* GIVEN INSTRUCTION:
Gather every line in the entries below that contains the word "queried", and copy each of those lines in full.

Records excerpted from a collection
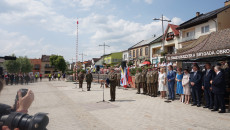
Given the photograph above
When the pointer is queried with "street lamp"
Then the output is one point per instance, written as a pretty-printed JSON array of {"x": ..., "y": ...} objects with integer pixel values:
[{"x": 162, "y": 20}]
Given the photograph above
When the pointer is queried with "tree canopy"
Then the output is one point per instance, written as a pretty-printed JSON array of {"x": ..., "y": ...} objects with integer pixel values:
[{"x": 21, "y": 64}]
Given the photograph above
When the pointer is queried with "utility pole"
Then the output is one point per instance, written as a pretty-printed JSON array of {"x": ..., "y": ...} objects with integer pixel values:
[
  {"x": 104, "y": 45},
  {"x": 162, "y": 20}
]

* RESULT OF THIS TASK:
When the pointer is queried with "street lamp"
When the pointer is queried with "tree canopy"
When the pointer is queried with "utility pole"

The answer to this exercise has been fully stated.